_Activity A_
According to the article on sexual exploitation and the Church, in which years was the nun allegedly abused?
_Activity B_
Do these statements agree with the article on sexual exploitation and the Church? Answer yes or no for each, quoting the deciding words. (i) The nuns protested against the Church but not against the police. (ii) The nuns' protest was the first of its kind. (iii) The nun allegedly raped was a sister of Missionaries of Jesus.
_Activity C_
What places are named in the article on sexual exploitation and the Church? List all of them.

━━ Text section ━━

Sexual Exploitation and the Church: A Clarion Call for Reforms

“We need Justice” was inscribed on the placard raised by nuns in Kochi, Kerala. In a protest that is the first of its kind, nuns took to the streets to call for the arrest of Bishop Franco Mulakkal, alleged to have raped a sister of Missionaries of Jesus. Never in the history of the church had nuns articulated their grievances against the church in the form of protests. Their end of conscious silence has startled the Catholic church, and has drawn attention from different spheres of society.

From Pennsylvania to a Kochi, the theme of the narrative is the same- sexual exploitation by the clergy. The Catholic Church across the world has been taken over by allegations of sexual exploitation. Perversion and debauchery have penetrated deep into the system of this purportedly monastic life. These beacons of purity have carried on their hedonistic fantasy with assurance of immunity in their power and position, held under the thick shroud of institutional secrecy of the Church. The command, “Thou shall not commit adultery” in the Tora, later delegated to a higher bench mark by Jesus Christ who said “… if you look at a woman with lust you have already committed adultery …”, seems to have been hauled into apparent obsolescence. The Church should have taken responsibility and brought the perpetrators to justice, instead it has gotten itself involved in the business of covering up crimes.

The Church, an institution that should ideally work towards promulgating virtues of kindness and respect has become a cradle for exploitation. Beyond commission of crimes, efforts wielded to cover up the criminal acts of heinous nature- even against minors- have gravely threatened the moral credibility of the Church. In Kerala, a group of nuns came out to protest against church authorities for their attempts to hush up the alleged rape of a nun by Bishop Franco Mulakkal. They are demanding for the arrest of the bishop. It is alleged that Bishop Francis Mulakkal had abused the nun several times between 2014 and 2016 at St. Francis Mission Home and Convent, near Kottayam, Kerala.

The nuns, defying their vows, have united in protests against both the Church and the police. This marks an important juncture in the history of clerical institutions which have traditionally been dominated by patriarchal values. The protest’s sexual nature of grievances indicates deep frustration and gradual picking up of steam for reforms in the Church to cater to changing times. This act by the brave sisters is sure to raise questions over male-dominance in the Church and the consequential exploitation of women.

━━━
━━ Extracted entries ━━

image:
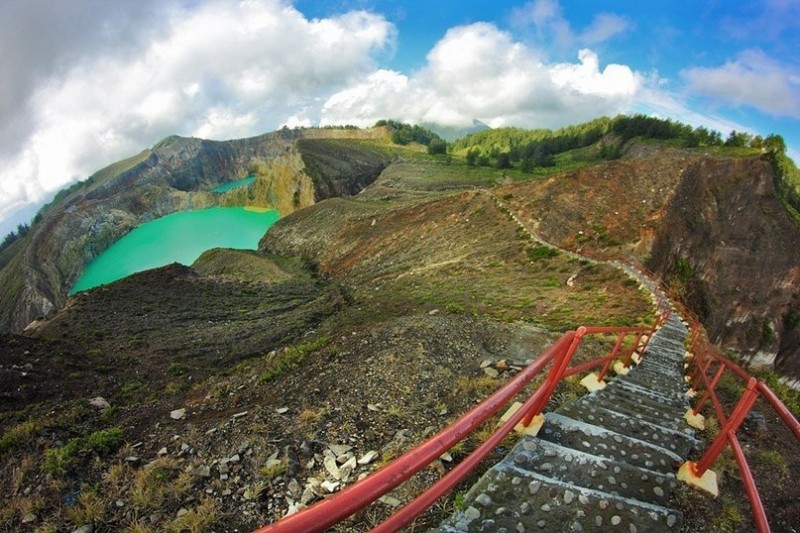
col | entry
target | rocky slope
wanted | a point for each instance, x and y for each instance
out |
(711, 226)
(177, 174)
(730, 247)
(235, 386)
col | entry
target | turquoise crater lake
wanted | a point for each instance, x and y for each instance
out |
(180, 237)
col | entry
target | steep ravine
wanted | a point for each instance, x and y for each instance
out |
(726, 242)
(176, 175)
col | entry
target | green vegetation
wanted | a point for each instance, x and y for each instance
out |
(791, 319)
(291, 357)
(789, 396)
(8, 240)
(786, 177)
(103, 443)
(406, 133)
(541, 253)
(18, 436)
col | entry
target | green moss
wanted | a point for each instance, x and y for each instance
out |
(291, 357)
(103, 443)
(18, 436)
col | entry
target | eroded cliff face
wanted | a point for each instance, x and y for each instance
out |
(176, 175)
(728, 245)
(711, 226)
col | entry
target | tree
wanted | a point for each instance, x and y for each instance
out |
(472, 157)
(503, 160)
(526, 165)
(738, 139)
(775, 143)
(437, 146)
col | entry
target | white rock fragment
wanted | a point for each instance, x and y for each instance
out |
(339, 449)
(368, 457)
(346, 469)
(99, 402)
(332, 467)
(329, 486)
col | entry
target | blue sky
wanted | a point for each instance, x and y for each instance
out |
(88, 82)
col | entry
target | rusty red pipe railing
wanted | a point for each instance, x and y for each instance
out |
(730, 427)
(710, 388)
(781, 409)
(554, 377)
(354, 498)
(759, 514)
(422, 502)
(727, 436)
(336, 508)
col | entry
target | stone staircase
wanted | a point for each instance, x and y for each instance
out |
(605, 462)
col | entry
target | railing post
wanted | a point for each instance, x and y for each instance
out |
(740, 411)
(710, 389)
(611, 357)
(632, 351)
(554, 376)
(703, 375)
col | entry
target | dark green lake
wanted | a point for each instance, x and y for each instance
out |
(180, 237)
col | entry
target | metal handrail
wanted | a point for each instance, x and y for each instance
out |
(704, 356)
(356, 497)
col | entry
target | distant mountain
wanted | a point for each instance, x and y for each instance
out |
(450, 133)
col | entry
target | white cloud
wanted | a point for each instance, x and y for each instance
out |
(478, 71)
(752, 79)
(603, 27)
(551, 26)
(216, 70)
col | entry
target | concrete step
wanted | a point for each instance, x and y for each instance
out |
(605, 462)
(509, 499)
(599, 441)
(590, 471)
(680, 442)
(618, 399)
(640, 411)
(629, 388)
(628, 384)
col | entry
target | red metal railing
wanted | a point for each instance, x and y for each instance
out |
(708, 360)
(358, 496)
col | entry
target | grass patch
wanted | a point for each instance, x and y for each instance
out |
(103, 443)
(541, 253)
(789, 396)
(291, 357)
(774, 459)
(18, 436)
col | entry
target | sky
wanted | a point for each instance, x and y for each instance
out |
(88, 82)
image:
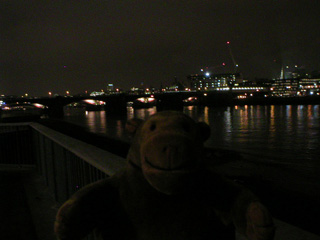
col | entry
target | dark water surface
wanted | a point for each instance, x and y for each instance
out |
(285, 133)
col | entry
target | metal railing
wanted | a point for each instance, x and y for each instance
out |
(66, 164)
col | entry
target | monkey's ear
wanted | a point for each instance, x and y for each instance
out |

━━━

_Response box A_
Between 2014 and 2016.

_Response box B_
(i) No: "have united in protests against both the Church and the police."
(ii) Yes: "In a protest that is the first of its kind"
(iii) Yes: "alleged to have raped a sister of Missionaries of Jesus."

_Response box C_
Kochi, Kerala, Pennsylvania, St. Francis Mission Home and Convent, Kottayam